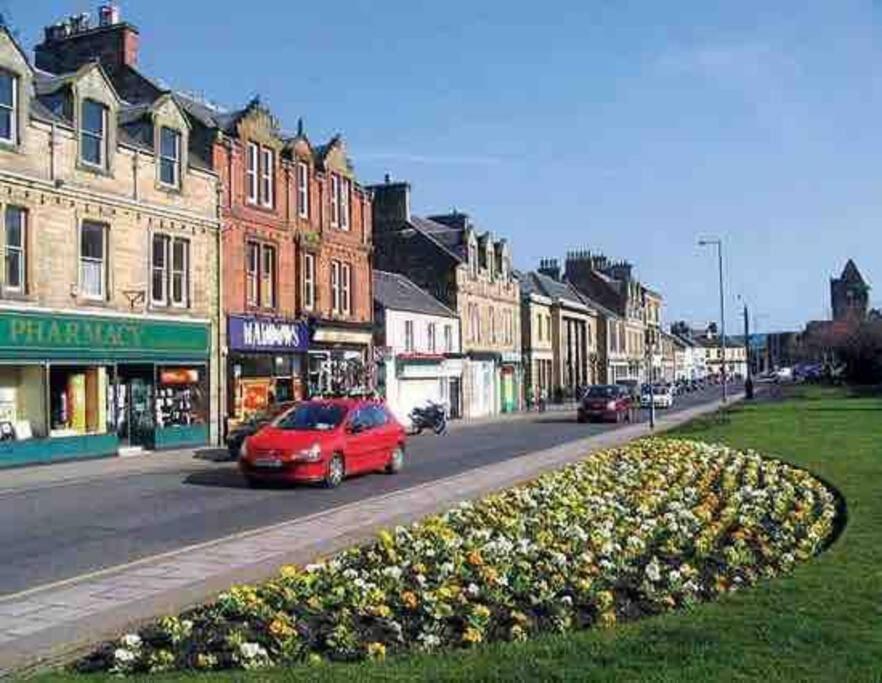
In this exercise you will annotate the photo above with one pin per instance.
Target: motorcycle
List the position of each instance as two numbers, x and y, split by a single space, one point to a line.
431 416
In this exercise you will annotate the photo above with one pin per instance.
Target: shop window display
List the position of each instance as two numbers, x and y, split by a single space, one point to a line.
22 402
79 400
182 397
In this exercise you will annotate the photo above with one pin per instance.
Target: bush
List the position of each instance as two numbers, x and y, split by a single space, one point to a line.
629 532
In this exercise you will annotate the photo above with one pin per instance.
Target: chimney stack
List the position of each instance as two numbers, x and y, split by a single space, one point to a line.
68 45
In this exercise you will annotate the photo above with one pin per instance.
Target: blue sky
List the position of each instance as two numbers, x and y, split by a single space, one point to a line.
628 127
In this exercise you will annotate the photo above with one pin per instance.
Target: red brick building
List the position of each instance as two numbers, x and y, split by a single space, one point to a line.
296 260
295 257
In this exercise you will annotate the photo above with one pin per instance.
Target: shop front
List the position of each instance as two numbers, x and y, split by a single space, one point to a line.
75 385
411 380
510 382
266 362
339 364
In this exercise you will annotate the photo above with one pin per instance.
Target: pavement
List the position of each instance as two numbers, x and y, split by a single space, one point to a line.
94 552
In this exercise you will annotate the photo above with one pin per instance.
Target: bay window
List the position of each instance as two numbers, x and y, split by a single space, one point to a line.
16 239
345 186
335 200
252 163
309 281
8 107
169 156
267 176
170 281
260 274
93 260
302 190
93 133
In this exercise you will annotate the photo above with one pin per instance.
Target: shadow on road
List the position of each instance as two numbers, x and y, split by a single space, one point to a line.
212 454
225 478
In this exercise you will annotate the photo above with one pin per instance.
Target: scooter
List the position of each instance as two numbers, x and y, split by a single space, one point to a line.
431 416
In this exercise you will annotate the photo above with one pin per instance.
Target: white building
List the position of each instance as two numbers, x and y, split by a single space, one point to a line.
418 347
690 361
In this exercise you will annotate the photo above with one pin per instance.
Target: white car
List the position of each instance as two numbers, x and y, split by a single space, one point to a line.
661 397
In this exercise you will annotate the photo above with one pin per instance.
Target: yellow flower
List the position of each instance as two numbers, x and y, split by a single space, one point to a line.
376 651
281 627
289 571
472 636
474 558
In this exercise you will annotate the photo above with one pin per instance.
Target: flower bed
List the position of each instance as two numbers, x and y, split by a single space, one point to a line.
629 532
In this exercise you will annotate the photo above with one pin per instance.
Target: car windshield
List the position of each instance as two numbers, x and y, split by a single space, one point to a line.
312 417
271 412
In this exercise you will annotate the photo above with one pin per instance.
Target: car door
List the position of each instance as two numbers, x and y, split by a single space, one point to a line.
358 441
386 436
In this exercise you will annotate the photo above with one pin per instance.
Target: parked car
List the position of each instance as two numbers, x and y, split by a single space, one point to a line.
660 396
632 386
253 424
325 441
607 402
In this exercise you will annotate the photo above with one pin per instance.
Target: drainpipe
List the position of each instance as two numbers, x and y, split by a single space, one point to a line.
52 137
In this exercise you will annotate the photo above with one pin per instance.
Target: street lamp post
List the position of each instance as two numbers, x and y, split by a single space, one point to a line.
718 243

- Exercise
Please find every line above that contains the word "flower" and copy each one out in full.

- Answer to this exercise
Target: yellow flower
Target: flower bed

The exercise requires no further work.